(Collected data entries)
###

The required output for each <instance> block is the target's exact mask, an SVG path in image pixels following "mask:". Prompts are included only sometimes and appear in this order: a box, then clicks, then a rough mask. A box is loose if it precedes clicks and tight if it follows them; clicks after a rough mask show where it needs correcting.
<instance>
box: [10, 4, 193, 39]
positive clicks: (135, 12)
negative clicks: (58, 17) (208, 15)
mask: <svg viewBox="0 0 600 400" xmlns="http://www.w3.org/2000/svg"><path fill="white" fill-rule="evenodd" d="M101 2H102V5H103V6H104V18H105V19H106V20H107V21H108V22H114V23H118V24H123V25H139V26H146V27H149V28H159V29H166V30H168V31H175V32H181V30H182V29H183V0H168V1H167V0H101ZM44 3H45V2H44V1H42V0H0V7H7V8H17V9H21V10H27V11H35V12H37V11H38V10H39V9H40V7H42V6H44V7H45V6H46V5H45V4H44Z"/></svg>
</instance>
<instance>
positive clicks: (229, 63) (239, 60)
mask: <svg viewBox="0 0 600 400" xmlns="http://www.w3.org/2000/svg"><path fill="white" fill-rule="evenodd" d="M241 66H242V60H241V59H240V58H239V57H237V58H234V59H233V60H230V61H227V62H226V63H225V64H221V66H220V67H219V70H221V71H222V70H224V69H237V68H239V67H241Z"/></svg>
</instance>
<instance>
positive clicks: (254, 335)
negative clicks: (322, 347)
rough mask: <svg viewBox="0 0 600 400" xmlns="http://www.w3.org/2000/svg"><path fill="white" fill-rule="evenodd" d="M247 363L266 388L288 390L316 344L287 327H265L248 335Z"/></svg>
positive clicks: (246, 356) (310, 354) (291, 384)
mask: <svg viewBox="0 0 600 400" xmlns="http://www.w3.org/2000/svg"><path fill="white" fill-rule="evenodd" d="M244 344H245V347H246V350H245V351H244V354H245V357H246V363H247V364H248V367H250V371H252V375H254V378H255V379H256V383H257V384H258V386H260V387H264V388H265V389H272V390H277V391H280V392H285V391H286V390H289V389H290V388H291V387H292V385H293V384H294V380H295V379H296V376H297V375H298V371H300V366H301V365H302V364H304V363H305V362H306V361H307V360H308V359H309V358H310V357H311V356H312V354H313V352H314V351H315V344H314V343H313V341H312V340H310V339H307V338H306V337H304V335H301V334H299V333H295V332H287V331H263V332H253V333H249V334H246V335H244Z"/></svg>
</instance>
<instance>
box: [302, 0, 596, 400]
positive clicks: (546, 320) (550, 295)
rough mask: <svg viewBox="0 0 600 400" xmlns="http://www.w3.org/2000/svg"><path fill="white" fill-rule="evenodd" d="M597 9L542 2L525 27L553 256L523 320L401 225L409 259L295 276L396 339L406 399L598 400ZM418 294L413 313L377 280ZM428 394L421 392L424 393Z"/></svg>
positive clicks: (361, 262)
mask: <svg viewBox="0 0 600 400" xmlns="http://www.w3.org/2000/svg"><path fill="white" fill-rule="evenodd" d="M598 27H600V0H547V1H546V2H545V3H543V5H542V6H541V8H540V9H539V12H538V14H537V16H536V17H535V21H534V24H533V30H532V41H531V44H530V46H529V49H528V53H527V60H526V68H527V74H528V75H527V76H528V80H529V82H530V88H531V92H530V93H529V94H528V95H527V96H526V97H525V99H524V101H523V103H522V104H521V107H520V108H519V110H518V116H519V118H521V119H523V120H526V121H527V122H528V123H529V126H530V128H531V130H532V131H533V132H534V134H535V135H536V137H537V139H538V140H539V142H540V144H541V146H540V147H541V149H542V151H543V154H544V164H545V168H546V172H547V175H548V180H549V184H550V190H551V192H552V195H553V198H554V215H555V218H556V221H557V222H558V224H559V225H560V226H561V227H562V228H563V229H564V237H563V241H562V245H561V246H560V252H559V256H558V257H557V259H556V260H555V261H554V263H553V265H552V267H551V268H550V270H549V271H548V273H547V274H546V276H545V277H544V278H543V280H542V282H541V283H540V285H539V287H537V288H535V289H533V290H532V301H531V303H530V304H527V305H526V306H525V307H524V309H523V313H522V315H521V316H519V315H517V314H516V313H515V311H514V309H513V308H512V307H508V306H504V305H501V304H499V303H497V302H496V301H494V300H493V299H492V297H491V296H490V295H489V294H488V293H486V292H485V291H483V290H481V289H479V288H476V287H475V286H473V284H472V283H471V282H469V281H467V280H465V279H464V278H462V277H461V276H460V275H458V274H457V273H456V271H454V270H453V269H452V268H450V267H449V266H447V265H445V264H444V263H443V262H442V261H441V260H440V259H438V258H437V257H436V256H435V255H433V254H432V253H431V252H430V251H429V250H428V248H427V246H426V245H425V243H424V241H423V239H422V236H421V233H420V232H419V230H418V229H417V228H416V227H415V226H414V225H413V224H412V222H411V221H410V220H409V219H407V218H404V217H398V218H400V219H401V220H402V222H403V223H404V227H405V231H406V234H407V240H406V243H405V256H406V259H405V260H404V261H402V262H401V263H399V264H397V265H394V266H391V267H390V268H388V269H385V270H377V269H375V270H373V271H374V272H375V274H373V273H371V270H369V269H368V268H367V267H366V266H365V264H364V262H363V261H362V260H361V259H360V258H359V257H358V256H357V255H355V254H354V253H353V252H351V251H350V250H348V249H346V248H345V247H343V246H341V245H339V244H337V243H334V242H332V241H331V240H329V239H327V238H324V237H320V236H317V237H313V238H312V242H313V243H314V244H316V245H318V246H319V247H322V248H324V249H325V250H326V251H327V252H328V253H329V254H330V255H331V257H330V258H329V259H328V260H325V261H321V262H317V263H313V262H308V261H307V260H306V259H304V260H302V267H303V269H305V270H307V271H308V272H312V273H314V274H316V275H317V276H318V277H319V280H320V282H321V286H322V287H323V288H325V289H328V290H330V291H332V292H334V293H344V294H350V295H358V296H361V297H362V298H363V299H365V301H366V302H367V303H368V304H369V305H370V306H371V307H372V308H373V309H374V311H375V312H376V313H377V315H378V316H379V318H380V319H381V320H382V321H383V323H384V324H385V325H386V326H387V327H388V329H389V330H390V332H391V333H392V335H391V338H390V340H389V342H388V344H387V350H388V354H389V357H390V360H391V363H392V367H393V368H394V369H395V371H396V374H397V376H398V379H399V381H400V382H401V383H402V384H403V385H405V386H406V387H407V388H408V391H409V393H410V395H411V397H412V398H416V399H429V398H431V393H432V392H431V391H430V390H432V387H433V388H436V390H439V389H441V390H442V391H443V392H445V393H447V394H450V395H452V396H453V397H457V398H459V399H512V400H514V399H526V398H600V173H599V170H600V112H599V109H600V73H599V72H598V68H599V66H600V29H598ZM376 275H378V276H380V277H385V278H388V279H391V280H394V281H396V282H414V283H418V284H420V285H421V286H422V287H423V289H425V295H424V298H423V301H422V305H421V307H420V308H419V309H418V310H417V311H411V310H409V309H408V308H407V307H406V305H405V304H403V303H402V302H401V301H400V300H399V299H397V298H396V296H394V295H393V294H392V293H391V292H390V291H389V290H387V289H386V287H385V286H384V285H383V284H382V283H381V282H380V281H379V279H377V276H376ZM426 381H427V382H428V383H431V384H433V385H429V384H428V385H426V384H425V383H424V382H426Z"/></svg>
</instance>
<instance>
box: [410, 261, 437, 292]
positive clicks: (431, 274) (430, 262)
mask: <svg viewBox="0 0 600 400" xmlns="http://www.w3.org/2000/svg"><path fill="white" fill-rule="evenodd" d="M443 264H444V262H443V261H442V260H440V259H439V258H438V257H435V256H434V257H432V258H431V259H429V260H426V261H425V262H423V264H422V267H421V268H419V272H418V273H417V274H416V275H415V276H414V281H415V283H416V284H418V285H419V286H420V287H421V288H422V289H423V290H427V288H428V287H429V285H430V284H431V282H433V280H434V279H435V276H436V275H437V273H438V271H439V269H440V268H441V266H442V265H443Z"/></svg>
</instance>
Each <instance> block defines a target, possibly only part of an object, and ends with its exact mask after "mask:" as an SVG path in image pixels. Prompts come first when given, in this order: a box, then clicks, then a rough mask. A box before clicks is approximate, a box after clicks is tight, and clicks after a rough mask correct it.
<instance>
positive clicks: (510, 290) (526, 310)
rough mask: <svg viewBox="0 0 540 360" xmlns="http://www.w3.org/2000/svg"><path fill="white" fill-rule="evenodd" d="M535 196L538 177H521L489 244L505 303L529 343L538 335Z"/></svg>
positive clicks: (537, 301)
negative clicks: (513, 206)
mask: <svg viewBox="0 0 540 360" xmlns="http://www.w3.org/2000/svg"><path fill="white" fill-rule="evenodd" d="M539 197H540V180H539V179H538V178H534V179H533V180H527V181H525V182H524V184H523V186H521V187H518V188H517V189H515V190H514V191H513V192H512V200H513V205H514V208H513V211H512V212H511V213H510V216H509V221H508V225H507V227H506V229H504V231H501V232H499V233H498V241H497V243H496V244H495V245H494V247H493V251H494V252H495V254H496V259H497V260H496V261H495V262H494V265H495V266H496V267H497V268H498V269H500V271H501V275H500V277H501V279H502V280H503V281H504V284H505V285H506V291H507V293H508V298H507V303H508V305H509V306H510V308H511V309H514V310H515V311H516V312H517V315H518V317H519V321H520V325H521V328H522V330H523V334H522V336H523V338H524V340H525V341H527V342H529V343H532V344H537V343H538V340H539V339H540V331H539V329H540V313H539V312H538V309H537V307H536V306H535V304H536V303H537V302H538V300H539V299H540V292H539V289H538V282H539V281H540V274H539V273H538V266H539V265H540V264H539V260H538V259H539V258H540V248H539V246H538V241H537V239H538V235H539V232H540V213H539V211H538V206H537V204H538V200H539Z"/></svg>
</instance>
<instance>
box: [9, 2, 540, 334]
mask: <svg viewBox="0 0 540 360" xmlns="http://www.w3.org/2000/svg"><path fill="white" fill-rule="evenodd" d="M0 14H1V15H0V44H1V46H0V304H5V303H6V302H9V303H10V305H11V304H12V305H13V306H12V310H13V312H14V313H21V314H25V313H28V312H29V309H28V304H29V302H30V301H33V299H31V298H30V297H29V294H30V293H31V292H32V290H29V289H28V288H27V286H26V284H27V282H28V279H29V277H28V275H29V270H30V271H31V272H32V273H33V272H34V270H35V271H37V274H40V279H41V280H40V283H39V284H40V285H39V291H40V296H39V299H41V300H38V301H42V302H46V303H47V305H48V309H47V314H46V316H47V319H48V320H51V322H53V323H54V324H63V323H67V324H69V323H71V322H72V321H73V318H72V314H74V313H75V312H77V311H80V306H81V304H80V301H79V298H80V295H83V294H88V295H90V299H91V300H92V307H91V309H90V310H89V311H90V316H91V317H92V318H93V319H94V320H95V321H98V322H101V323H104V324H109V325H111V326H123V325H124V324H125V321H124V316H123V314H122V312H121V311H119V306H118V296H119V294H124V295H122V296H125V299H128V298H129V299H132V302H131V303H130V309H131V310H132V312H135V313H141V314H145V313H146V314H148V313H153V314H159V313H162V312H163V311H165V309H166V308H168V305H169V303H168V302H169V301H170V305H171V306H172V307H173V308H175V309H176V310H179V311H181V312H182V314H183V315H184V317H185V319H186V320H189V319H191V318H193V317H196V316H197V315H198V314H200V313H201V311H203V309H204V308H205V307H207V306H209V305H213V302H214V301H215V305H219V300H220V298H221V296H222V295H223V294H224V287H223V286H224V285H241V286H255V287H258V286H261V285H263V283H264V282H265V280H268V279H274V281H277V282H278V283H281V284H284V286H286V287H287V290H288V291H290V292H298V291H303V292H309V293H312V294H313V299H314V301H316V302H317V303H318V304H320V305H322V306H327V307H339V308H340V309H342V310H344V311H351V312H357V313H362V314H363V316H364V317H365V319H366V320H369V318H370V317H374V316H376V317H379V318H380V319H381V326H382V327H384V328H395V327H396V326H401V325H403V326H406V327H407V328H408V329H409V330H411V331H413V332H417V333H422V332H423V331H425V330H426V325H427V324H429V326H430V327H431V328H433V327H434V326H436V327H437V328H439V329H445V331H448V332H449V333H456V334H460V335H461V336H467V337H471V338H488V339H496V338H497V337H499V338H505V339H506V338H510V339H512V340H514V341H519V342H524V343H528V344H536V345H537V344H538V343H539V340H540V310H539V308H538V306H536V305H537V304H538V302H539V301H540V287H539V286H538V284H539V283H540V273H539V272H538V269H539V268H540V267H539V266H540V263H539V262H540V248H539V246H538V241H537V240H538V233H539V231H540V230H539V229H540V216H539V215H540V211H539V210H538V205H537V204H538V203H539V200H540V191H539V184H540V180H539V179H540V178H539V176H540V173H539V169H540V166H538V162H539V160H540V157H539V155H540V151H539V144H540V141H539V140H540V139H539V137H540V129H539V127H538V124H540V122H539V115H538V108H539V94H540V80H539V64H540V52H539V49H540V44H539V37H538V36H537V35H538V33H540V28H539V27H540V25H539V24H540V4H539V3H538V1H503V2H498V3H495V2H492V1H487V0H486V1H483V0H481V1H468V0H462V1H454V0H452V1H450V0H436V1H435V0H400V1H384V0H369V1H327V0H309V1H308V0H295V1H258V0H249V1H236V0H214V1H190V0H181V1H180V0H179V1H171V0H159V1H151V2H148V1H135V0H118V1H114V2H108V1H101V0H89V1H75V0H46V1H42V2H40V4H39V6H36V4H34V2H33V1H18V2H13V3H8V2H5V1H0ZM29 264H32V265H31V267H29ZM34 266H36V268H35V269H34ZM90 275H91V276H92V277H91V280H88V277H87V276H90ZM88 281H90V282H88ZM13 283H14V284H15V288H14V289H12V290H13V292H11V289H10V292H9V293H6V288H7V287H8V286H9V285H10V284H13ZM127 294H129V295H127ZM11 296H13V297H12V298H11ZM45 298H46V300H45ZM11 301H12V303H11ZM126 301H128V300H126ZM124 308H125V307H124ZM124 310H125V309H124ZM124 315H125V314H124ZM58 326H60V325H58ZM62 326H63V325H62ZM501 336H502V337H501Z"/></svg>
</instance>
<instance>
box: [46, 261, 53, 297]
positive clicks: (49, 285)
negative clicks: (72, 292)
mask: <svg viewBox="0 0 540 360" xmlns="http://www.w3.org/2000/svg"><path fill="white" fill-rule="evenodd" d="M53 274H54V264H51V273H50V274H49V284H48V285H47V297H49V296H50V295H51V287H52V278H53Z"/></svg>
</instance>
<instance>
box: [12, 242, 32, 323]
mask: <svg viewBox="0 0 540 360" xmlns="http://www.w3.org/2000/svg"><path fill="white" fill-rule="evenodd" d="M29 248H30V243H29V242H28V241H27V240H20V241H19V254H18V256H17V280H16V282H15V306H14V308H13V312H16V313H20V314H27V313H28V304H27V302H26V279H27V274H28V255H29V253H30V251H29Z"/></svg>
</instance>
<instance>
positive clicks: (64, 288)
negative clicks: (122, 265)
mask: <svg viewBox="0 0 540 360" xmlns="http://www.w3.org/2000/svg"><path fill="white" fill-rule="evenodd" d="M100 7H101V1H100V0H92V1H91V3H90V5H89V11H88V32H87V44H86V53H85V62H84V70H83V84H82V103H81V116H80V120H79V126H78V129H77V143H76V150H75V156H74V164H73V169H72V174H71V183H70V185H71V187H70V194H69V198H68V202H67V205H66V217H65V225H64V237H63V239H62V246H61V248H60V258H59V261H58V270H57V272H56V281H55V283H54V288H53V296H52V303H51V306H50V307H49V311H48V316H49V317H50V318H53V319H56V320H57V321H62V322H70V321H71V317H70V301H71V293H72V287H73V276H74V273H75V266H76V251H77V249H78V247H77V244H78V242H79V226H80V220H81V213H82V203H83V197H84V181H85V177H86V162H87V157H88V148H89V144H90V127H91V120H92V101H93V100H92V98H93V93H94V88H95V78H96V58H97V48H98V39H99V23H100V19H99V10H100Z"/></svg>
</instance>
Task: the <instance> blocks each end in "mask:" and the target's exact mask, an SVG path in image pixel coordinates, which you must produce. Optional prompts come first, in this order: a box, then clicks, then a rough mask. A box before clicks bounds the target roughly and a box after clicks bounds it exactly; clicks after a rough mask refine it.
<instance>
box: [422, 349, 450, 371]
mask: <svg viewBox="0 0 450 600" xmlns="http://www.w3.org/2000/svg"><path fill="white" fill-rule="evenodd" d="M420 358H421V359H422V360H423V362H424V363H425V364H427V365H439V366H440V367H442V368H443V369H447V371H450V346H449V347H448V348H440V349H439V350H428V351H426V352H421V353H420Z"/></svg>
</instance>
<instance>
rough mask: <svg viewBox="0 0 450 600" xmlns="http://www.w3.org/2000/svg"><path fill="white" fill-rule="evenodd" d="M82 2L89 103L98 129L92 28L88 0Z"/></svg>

###

**Exercise details**
Copy the data verbatim, starting at its first line and ending with the line that contains "negative clicks: (58, 17) (208, 15)", including both of those lines.

**Result of the task**
The required output for each <instance> block is the target's exact mask, an SVG path in image pixels following "mask:". Prompts are included only sometimes and appear in this order: a box, then clicks, then a rough mask. A box is loose if it precedes clicks and tight if it follows them; clicks after a rough mask show where it needs correcting.
<instance>
box: [10, 4, 193, 39]
positive clicks: (135, 12)
negative clicks: (58, 17) (208, 15)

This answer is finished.